== DATA TO USE
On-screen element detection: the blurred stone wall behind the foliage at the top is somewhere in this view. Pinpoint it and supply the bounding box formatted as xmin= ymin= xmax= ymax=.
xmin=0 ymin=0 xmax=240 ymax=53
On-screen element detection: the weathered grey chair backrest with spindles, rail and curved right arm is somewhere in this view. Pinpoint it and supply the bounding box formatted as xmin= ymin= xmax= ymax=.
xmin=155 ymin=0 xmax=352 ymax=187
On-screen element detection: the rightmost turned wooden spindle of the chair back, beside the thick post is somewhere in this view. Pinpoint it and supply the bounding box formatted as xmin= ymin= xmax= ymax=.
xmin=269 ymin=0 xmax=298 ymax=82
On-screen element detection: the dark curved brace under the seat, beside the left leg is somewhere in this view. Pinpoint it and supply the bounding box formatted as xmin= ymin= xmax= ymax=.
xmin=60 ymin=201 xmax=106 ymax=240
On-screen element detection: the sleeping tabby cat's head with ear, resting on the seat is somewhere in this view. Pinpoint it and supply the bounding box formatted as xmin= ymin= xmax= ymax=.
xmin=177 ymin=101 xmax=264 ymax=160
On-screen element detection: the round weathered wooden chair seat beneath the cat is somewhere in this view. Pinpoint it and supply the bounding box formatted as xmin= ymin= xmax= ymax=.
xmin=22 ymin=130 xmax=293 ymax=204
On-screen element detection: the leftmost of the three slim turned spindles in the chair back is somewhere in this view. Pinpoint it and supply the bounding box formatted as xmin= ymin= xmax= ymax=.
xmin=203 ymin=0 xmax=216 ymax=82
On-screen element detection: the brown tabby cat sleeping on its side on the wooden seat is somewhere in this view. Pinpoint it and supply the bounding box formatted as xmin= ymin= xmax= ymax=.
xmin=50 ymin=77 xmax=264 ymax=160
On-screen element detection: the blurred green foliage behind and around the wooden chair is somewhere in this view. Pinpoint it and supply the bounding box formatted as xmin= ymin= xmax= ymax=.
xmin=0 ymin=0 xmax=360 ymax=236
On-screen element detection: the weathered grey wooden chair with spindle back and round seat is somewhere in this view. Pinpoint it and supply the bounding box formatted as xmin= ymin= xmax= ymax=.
====
(PROBLEM DESCRIPTION) Give back each line above precisely as it stands.

(SOLUTION FOR THIS TASK)
On-screen element detection: the blurred stone wall behind the foliage at the top is somewhere in this view. Pinpoint it and supply the bounding box formatted as xmin= ymin= xmax= ymax=.
xmin=0 ymin=0 xmax=240 ymax=53
On-screen element detection: the weathered grey chair backrest with spindles, rail and curved right arm is somewhere in this view. Pinpoint it and supply the bounding box formatted as xmin= ymin= xmax= ymax=.
xmin=155 ymin=0 xmax=352 ymax=187
On-screen element detection: the rightmost turned wooden spindle of the chair back, beside the thick post is somewhere in this view. Pinpoint it and supply the bounding box formatted as xmin= ymin= xmax= ymax=.
xmin=269 ymin=0 xmax=298 ymax=82
On-screen element detection: the dark curved brace under the seat, beside the left leg is somewhere in this view. Pinpoint it and supply the bounding box formatted as xmin= ymin= xmax= ymax=.
xmin=60 ymin=201 xmax=106 ymax=240
On-screen element detection: the sleeping tabby cat's head with ear, resting on the seat is somewhere in this view. Pinpoint it and supply the bounding box formatted as xmin= ymin= xmax= ymax=.
xmin=177 ymin=101 xmax=264 ymax=160
On-screen element detection: the round weathered wooden chair seat beneath the cat is somewhere in this view. Pinpoint it and supply the bounding box formatted as xmin= ymin= xmax= ymax=.
xmin=22 ymin=130 xmax=293 ymax=204
On-screen element detection: the leftmost of the three slim turned spindles in the chair back is somewhere in this view. Pinpoint it and supply the bounding box formatted as xmin= ymin= xmax= ymax=.
xmin=203 ymin=0 xmax=216 ymax=82
On-screen element detection: the brown tabby cat sleeping on its side on the wooden seat is somewhere in this view. Pinpoint it and supply the bounding box formatted as xmin= ymin= xmax= ymax=.
xmin=50 ymin=77 xmax=264 ymax=160
On-screen element detection: the blurred green foliage behind and around the wooden chair is somewhere in this view. Pinpoint it and supply the bounding box formatted as xmin= ymin= xmax= ymax=.
xmin=0 ymin=0 xmax=360 ymax=236
On-screen element detection: the weathered grey wooden chair with spindle back and round seat is somewhere in this view. Pinpoint it and supply the bounding box formatted as xmin= ymin= xmax= ymax=.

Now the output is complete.